** start of Page excerpt **
[ckan-dev] problem with package importer

David Read david.read at okfn.org
Fri Dec 17 13:58:46 UTC 2010


Thomas,

It's tripping up this time because the package name shouldn't have
spaces in. It looks like there is no error checking for this in the
script. (See http://ckan.net/package/new for the rules on the name
field.) This loader doesn't have tests, so nothing is guaranteed I'm
afraid.

I can see some error handling in the loader, so I don't know why you
didn't get an exception for the 400 error, without running your code
with your data.

David

On 17 December 2010 13:30, Scheel, Thomas
<thomas.scheel at fokus.fraunhofer.de> wrote:
> Hello,
>
> I was able to verify, why the script is not able to read the content-type.
> Here is the answer-package from the ckan-service captured with wireshark:
>
> <head>
> <title>Error response</title>
> </head>
> <body>
> <h1>Error response</h1>
> <p>Error code 400.
> <p>Message: Bad request syntax ('GET /api/rest/package/amt far statistik berlin-brandenburg HTTP/1.1').
> <p>Error code explanation: 400 = Bad request syntax or unsupported method.
> </body>
>
> I think there are two problems.
> The first thing is, that the spreadsheetLoader doesn't convert the data from the spreadsheet to an url conform string? (spaces to %20).
> Second problem, that the script doesn't handle the http 400 error and try to read the content-type.
>
> Could this be the problem?
> My ckan version is 1.3.1a and I also updated the ckan client.
>
> Thomas
>
> -----Ursprüngliche Nachricht-----
> Von: ckan-dev-bounces at lists.okfn.org [mailto:ckan-dev-bounces at lists.okfn.org] Im Auftrag von David Read
> Gesendet: Freitag, 17. Dezember 2010 11:08
> An: Scheel, Thomas; CKAN Development Discussions
> Betreff: Re: [ckan-dev] problem with package importer
>
> Thomas,
>
> Maybe someone else can, but I can't see why this is tripping up here.
> It's getting a package and missing the 'content-type' response header,
> although it looks like it is a 200 OK response.
>
> From the line numbers I notice you're not using the latest or
> metastable version of ckanclient - which one are you using and can you
> try the latest? Also worth checking what version of ckan you're on.
>
> I suggest that in the line before it stops in ckanclient/__init__.py
> you put a print self.last_body and self.last_headers and see where the
> content-type header is getting to. Do let us know how this goes.
>
> David
>
> On 16 December 2010 15:43, Scheel, Thomas
> <thomas.scheel at fokus.fraunhofer.de> wrote:
>> Hello *,
>>
>> first thanks for the help with the data import from spreadsheets.
** end of Page excerpt **
- [Short task 1] Count the lines in the listing that contain the word "black" and reply with that number only.
** start of The input **
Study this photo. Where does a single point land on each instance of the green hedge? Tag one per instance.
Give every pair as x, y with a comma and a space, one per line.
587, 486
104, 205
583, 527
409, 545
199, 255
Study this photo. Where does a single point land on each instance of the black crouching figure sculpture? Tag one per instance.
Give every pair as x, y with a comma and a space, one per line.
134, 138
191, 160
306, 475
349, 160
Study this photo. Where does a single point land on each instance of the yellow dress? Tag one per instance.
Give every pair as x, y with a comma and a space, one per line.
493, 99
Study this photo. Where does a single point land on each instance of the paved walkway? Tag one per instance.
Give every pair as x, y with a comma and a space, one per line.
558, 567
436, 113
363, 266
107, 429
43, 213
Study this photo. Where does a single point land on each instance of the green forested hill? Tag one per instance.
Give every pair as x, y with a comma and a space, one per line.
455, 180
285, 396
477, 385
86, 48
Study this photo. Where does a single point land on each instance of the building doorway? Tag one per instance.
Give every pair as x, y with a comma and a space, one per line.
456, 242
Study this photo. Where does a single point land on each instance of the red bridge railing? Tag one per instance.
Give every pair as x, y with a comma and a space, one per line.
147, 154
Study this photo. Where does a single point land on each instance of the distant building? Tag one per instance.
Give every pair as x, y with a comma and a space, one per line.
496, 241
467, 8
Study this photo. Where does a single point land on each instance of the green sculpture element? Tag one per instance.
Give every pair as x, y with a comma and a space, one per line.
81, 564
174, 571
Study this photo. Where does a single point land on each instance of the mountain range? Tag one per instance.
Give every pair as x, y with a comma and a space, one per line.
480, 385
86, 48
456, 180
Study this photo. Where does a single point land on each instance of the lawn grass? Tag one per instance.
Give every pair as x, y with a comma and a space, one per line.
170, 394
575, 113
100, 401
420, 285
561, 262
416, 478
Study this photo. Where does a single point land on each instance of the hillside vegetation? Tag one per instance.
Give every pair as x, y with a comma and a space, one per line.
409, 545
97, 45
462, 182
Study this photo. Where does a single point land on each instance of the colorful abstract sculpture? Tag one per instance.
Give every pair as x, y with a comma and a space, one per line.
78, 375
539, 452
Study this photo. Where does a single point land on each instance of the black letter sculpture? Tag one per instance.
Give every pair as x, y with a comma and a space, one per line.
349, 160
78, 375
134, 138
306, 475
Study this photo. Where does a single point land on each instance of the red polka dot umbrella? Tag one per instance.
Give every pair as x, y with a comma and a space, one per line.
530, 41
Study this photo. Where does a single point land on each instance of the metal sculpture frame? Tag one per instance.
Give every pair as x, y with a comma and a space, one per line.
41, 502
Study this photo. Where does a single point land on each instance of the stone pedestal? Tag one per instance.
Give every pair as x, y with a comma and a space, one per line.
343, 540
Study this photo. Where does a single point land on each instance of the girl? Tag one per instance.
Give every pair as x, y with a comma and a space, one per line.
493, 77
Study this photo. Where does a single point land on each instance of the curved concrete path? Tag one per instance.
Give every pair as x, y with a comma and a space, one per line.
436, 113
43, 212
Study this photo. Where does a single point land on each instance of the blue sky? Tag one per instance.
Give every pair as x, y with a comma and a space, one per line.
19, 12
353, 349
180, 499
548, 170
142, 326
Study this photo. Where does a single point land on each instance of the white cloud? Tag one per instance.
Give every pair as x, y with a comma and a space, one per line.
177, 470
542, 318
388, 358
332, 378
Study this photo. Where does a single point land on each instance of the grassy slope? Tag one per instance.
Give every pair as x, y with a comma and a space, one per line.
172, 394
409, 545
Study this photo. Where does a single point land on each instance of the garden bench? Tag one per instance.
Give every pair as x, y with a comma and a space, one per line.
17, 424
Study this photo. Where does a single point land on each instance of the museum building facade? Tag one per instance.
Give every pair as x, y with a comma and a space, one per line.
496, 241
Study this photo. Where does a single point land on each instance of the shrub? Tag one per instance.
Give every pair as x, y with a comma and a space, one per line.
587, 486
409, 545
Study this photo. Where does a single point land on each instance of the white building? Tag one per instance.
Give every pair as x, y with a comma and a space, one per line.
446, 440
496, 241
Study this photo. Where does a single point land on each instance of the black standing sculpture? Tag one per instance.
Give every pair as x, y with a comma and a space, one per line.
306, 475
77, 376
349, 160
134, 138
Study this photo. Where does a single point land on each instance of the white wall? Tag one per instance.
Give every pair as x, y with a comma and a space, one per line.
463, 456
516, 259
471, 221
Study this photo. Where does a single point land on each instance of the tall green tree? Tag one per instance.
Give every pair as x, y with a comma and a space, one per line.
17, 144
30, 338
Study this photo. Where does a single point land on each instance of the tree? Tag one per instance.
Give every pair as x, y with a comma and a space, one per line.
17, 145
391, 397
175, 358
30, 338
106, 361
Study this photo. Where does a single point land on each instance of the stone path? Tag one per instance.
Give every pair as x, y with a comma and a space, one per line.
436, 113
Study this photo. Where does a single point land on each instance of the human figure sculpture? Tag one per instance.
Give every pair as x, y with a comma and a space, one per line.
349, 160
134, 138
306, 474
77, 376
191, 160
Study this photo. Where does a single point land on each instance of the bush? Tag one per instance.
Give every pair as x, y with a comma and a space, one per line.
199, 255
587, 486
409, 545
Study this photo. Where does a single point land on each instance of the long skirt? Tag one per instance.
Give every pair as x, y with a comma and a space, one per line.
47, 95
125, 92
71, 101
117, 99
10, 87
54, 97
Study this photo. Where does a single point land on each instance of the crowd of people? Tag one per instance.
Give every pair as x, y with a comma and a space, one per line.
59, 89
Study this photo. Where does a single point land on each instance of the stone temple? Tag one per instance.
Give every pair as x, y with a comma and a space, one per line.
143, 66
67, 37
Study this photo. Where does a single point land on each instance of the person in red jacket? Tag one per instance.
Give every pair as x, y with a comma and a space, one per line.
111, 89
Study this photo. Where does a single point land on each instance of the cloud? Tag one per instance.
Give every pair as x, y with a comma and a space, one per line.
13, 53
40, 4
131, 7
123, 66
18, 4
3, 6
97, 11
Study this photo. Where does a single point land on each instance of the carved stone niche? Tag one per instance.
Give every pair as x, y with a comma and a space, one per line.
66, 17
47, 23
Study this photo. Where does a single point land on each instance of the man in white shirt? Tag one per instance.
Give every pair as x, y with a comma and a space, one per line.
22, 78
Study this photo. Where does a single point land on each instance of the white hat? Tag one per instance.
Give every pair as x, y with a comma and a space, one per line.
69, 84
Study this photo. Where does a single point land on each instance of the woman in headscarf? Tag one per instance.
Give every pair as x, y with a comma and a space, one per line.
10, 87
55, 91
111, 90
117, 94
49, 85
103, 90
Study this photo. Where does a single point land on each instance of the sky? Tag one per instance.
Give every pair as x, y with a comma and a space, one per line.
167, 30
** end of The input **
- [Short task 2] Decide whether each statement agrees with the thread: (a) Thomas reports his CKAN version as 1.3.1a. (b) The loader has tests. (c) The error response Thomas captured shows error code 404. Answer yes or no for each, quoting the words of the thread that decide it.

- [Result 1] 3

- [Result 2]
(a) Yes: "My ckan version is 1.3.1a"
(b) No: "This loader doesn't have tests"
(c) No: "Error code 400."